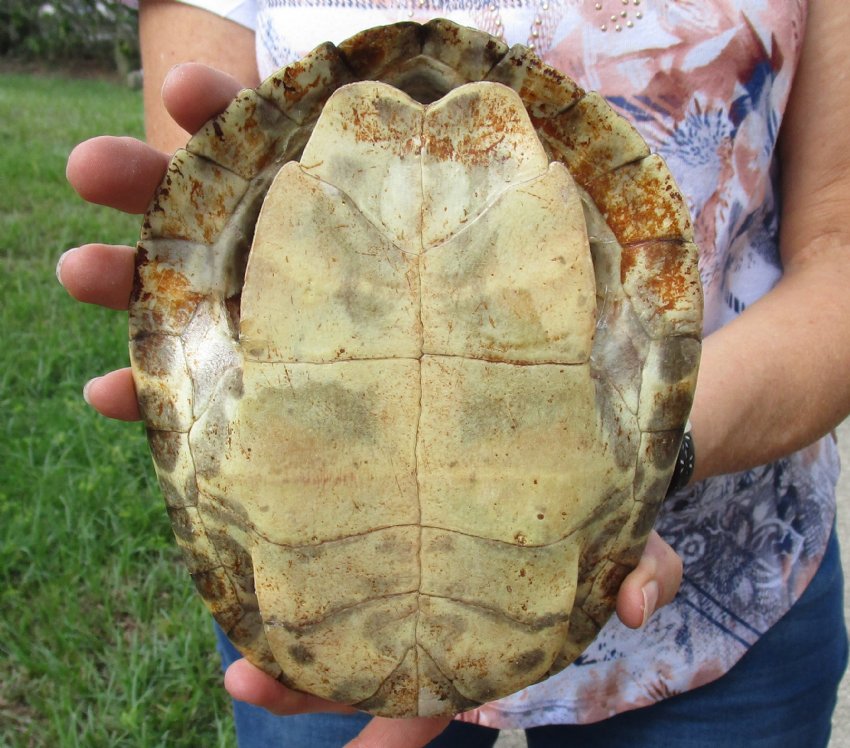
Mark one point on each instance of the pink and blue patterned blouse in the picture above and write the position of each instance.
(706, 82)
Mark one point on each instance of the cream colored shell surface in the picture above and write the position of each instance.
(415, 332)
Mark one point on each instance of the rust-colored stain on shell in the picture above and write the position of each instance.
(414, 403)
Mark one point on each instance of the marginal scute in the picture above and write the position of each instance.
(545, 91)
(161, 378)
(463, 49)
(415, 364)
(590, 140)
(194, 201)
(661, 279)
(246, 137)
(300, 89)
(174, 467)
(669, 379)
(640, 202)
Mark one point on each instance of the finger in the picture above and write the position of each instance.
(247, 683)
(399, 733)
(98, 274)
(653, 584)
(120, 173)
(193, 92)
(113, 395)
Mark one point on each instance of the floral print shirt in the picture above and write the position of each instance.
(706, 83)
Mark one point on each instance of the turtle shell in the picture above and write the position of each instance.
(415, 332)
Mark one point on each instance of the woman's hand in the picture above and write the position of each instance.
(123, 173)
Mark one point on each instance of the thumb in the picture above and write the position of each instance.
(416, 732)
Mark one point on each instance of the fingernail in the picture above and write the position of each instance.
(650, 600)
(86, 389)
(61, 260)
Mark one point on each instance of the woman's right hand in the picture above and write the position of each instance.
(123, 173)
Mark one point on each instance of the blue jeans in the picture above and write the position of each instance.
(780, 695)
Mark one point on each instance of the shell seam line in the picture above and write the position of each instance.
(420, 357)
(419, 262)
(419, 525)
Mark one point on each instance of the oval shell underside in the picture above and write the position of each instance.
(412, 441)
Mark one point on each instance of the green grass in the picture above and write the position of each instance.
(103, 641)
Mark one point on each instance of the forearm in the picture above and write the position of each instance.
(171, 33)
(776, 379)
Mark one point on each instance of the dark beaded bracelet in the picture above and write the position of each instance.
(684, 463)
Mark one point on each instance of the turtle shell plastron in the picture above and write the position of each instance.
(415, 332)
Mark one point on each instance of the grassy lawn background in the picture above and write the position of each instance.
(103, 641)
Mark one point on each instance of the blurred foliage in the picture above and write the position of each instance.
(70, 31)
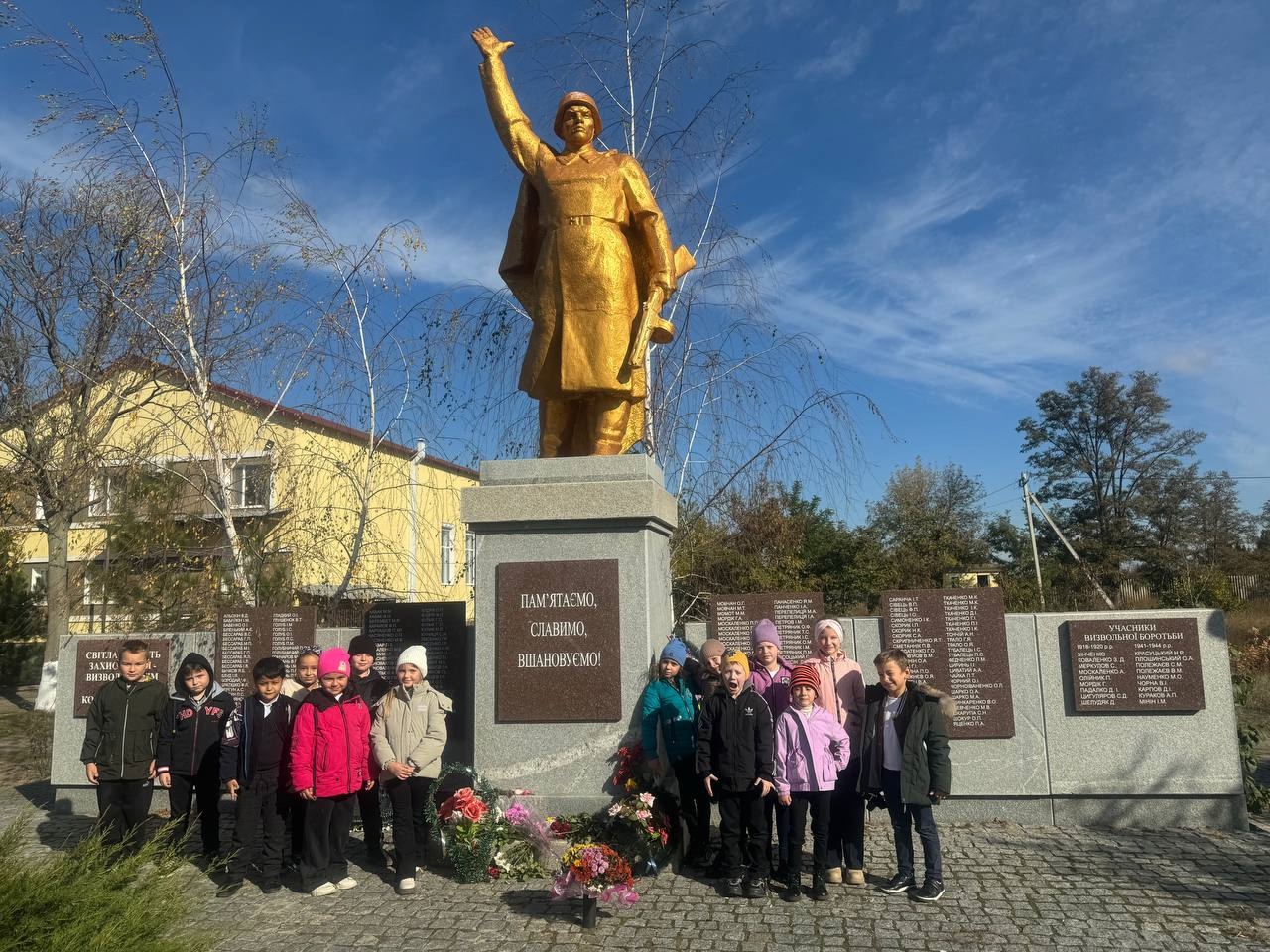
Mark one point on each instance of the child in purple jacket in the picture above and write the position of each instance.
(811, 748)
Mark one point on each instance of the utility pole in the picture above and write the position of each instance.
(1032, 536)
(1032, 499)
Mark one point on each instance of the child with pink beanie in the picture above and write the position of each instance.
(330, 762)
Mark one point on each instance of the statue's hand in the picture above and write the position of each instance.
(488, 44)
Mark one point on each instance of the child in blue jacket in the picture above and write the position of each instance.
(668, 702)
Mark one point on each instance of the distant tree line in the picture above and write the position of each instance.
(1111, 471)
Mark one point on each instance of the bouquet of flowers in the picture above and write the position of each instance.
(639, 819)
(594, 871)
(488, 833)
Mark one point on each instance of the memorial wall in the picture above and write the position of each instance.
(1106, 719)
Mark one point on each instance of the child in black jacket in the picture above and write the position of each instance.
(734, 757)
(118, 751)
(189, 761)
(906, 760)
(254, 754)
(370, 685)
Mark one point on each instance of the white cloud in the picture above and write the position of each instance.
(842, 59)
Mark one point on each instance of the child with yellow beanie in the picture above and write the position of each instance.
(734, 758)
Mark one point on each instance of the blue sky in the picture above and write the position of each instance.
(965, 202)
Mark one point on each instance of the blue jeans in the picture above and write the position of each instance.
(903, 817)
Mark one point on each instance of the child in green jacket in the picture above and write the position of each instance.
(668, 702)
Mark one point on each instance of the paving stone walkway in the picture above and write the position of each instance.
(1010, 888)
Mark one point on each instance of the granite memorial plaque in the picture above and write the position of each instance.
(558, 643)
(95, 664)
(795, 613)
(1135, 664)
(441, 627)
(246, 635)
(955, 642)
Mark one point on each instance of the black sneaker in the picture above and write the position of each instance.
(898, 884)
(930, 892)
(756, 888)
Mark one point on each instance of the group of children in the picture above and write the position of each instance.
(770, 743)
(300, 751)
(767, 742)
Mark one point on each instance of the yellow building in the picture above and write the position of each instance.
(312, 497)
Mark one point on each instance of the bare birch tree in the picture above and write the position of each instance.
(67, 254)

══════════

▶ _Aim of the exercise_: Word-for-word repeat, images excluded: return all the data.

▶ _Finished exercise_:
Mark one point on each instance of the pink and blue patterned blouse in the picture above and write the position of each instance.
(706, 82)
Mark one point on each instance of the cream colored shell surface in the picture above and write the position of each instance.
(415, 332)
Mark one point on each instance of the rust-colored stain on shell in the picture above and write the position of each instance.
(414, 403)
Mark one point on each instance of the marginal scute in the picture above and write the position of each instance.
(545, 91)
(161, 378)
(463, 49)
(415, 364)
(590, 140)
(194, 201)
(661, 279)
(246, 137)
(300, 89)
(174, 467)
(669, 379)
(640, 202)
Mark one point on each instance of the finger in the picture above and write the position of each instance.
(247, 683)
(399, 733)
(98, 274)
(653, 584)
(120, 173)
(193, 92)
(113, 395)
Mark one point on each instance of the floral print shirt in the picture above and write the position of each instance.
(706, 83)
Mark one point on each instance of the turtle shell in the picture above and write the position of each instance.
(415, 332)
Mark one point on each instance of the woman's hand in the picture above and write the position of each instance.
(123, 173)
Mark one point on each instance of the thumb in the picture above and write the position of each instance.
(416, 732)
Mark one point on each instance of the fingernail in the picture above and write the position of each instance.
(650, 600)
(86, 389)
(61, 260)
Mark one point on each instance of the woman's right hand in the picture above and write the position of each instance.
(123, 173)
Mark one point on each instance of the blue jeans in the picture above and write the position of each instance.
(780, 695)
Mark one point on each instance of the shell seam line in the picture above and write the position of each instance.
(420, 357)
(419, 262)
(419, 525)
Mark one point on each instance of the oval shell underside in the picture above and write the position of each instance.
(412, 441)
Mark one point on each instance of the green grass in the picture above and write the position of each instance.
(103, 641)
Mark one point on each instance of the forearm in the picture above and write the position of each instance.
(171, 33)
(776, 379)
Mark one point on each instance of the dark beaded bracelet in the picture above and write the position of each instance.
(684, 463)
Mark one point on each instance of the turtle shell plastron in the picture above and write the position of each instance.
(415, 332)
Mark one point on each instance of the grassy lawn background in the picture above and write the position of each instance.
(103, 641)
Mark one point on each instance of the blurred foliage in the picture above and write the position of each instance.
(70, 31)
Mark one point on each instance of the child in purple jacket in the picture above and write the position of each instance.
(811, 748)
Mark one point on each instance of the utility pole in the picture above and write the position of each instance.
(1032, 536)
(1032, 499)
Mark one point on each instance of the child with pink beanie in the picture above and write the position of each instance.
(330, 762)
Mark one point on each instance of the statue's hand in the picture above and write the position of each instance.
(488, 44)
Mark one point on each instance of the child in blue jacket in the picture above and write the position of each instance.
(668, 702)
Mark one point on each instance of the distant tree line in the picture above and write the position of each instance.
(1111, 471)
Mark one point on each instance of the bouquet of flowers in the picture above and write the position of each instance.
(639, 819)
(594, 871)
(488, 833)
Mark one point on each instance of the memorial wall in the picture above and write the position of each instance.
(1106, 719)
Mark one point on each instance of the child in black jacket in the picture above and write the position of each instance.
(734, 757)
(118, 751)
(189, 761)
(906, 760)
(254, 754)
(370, 685)
Mark one point on each instance of the white cloud in the picture above and write the position of each instance.
(842, 59)
Mark one point on each instance of the child with yellow beanie in the picture above and write the position of each instance.
(734, 758)
Mark one point on each instance of the blue sky in the picture above and write the position of each instance.
(965, 202)
Mark one point on each instance of the blue jeans in the picture above and write the position of each instance.
(903, 817)
Mark one point on each instance of the child in green jacket in the picture above and write the position of each instance.
(668, 702)
Mark one point on each instance of the paving stone walkway in the picture above and write the position of each instance.
(1010, 888)
Mark one point on each instance of the granite memorial plaque in the picture above and write the position of each instance.
(558, 643)
(95, 664)
(795, 613)
(1135, 664)
(441, 627)
(246, 635)
(955, 642)
Mark one point on each instance of the black sneaker in the picture above and write the position of each instance.
(898, 884)
(930, 892)
(756, 888)
Mark one point on each instance of the group of children in the picture above and write the position of each instance.
(770, 743)
(300, 751)
(767, 742)
Mark one point on each instance of the yellow building in the picture above and write the position of each instance.
(312, 497)
Mark one point on each instance of the bare birch tree in the picture above and write the position of each instance.
(67, 254)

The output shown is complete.